◆ **Exercise task**:
Filter the rows below down to those containing the string "wood" with case-sensitive matching, and copy each matching row in full.

◆ **Dataset records**:
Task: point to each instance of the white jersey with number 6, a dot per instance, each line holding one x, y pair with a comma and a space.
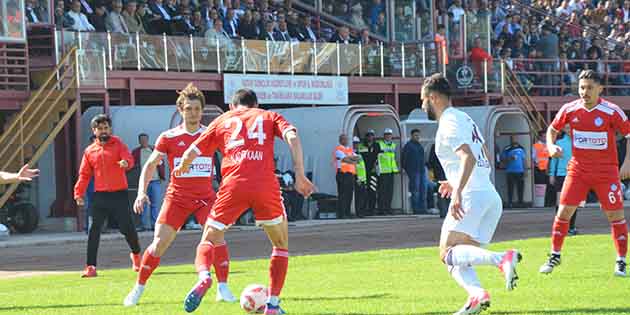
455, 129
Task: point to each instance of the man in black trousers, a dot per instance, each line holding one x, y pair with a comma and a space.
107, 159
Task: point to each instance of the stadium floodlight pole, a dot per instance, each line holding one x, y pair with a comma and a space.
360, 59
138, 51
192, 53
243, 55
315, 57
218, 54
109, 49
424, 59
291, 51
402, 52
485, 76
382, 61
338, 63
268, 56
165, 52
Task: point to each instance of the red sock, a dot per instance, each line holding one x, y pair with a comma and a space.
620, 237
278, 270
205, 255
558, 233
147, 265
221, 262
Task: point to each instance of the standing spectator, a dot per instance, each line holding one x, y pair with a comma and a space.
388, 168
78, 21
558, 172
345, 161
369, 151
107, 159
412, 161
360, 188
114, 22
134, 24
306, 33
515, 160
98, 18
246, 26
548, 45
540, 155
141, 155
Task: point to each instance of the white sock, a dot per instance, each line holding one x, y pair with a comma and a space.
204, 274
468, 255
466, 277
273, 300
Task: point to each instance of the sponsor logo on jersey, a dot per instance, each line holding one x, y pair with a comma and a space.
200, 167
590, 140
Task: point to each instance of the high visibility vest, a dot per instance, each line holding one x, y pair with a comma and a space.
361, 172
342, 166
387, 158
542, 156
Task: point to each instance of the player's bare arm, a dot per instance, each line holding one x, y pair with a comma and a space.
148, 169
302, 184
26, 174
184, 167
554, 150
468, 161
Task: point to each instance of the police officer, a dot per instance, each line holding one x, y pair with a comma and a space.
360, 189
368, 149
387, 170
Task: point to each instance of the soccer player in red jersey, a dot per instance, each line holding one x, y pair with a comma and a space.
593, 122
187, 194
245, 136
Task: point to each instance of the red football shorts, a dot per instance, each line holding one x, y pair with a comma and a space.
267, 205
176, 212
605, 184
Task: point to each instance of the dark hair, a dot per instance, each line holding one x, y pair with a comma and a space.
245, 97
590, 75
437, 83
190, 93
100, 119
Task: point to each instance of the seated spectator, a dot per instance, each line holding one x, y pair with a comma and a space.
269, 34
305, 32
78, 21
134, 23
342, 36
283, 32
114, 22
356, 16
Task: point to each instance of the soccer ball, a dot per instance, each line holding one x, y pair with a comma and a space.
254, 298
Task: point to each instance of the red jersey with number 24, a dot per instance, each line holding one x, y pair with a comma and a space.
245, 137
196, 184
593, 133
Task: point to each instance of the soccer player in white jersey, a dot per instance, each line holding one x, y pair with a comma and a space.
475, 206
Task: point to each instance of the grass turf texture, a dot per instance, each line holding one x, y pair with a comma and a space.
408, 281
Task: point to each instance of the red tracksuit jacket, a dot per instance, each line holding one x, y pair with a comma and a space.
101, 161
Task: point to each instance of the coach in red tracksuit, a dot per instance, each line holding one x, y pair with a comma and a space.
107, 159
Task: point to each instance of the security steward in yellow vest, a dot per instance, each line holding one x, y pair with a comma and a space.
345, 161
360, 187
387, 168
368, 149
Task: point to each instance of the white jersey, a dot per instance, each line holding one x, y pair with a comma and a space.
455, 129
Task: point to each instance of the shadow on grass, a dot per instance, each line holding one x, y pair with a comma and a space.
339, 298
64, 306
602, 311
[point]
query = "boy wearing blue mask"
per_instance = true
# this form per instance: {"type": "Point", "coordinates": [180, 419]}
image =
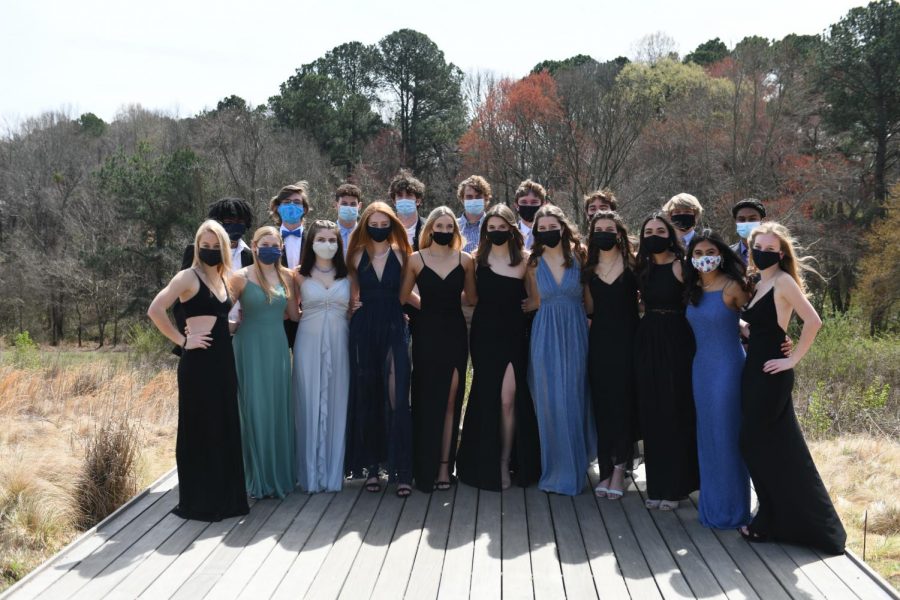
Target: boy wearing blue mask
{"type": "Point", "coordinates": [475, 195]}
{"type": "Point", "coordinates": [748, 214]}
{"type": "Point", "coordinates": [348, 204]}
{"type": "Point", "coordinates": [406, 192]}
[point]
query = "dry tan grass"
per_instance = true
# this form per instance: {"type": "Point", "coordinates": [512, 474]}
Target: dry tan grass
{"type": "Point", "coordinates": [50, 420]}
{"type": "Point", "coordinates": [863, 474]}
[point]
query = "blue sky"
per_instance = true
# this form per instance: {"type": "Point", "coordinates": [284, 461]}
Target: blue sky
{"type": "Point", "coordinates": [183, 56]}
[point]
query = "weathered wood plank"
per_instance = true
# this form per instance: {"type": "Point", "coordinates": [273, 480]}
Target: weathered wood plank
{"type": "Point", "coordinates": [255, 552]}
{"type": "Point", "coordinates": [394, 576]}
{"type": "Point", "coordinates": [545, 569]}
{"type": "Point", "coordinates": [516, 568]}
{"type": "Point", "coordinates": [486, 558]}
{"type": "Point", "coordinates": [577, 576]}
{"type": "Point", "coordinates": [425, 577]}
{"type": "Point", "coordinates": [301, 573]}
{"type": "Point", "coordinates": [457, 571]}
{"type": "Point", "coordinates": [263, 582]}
==
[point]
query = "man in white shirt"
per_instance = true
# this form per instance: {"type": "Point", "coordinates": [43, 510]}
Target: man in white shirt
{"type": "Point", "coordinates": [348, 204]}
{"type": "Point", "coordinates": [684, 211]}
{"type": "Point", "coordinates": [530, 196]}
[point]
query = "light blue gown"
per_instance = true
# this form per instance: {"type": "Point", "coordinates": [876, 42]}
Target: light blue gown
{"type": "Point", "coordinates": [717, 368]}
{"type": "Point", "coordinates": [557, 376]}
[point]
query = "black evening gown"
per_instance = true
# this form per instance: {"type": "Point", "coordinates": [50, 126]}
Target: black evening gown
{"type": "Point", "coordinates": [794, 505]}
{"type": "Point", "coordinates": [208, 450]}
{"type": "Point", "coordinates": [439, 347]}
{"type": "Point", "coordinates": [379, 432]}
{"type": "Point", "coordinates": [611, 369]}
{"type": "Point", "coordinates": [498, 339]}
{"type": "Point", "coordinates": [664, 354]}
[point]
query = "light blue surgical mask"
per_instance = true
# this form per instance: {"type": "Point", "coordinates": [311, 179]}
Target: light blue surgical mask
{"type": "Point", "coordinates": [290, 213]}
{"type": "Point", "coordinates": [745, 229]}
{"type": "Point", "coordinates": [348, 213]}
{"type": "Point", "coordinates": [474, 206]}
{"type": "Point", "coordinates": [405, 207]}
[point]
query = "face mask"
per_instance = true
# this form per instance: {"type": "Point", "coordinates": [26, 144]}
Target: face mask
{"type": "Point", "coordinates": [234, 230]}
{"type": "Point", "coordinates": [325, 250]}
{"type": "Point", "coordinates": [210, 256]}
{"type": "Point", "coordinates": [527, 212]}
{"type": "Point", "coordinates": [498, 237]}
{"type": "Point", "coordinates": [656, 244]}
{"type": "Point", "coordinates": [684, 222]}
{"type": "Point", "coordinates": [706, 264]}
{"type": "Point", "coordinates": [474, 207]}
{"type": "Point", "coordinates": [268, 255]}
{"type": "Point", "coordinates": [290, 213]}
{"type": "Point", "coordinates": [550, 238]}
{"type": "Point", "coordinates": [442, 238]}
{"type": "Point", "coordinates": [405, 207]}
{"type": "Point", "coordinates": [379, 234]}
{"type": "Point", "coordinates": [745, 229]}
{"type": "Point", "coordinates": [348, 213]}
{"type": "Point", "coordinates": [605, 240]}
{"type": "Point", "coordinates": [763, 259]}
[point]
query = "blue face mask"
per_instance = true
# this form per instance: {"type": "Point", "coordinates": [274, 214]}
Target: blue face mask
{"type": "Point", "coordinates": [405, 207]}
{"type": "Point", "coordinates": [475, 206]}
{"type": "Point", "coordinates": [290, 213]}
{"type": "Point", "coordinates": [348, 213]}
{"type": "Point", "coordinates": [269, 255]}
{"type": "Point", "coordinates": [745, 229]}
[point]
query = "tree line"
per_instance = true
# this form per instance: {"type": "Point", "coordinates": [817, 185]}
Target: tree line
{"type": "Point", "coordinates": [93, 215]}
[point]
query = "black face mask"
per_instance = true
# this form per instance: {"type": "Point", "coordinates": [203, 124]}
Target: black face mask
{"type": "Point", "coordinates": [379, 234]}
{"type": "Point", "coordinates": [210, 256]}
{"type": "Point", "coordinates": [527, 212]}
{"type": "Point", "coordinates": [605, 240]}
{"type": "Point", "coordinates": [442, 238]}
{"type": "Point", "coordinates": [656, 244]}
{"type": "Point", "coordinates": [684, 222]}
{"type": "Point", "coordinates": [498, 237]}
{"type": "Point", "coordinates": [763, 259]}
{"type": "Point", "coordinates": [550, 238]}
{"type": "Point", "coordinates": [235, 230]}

◆ **Completed exercise**:
query = "weathered wood plank"
Target: weathered wood plank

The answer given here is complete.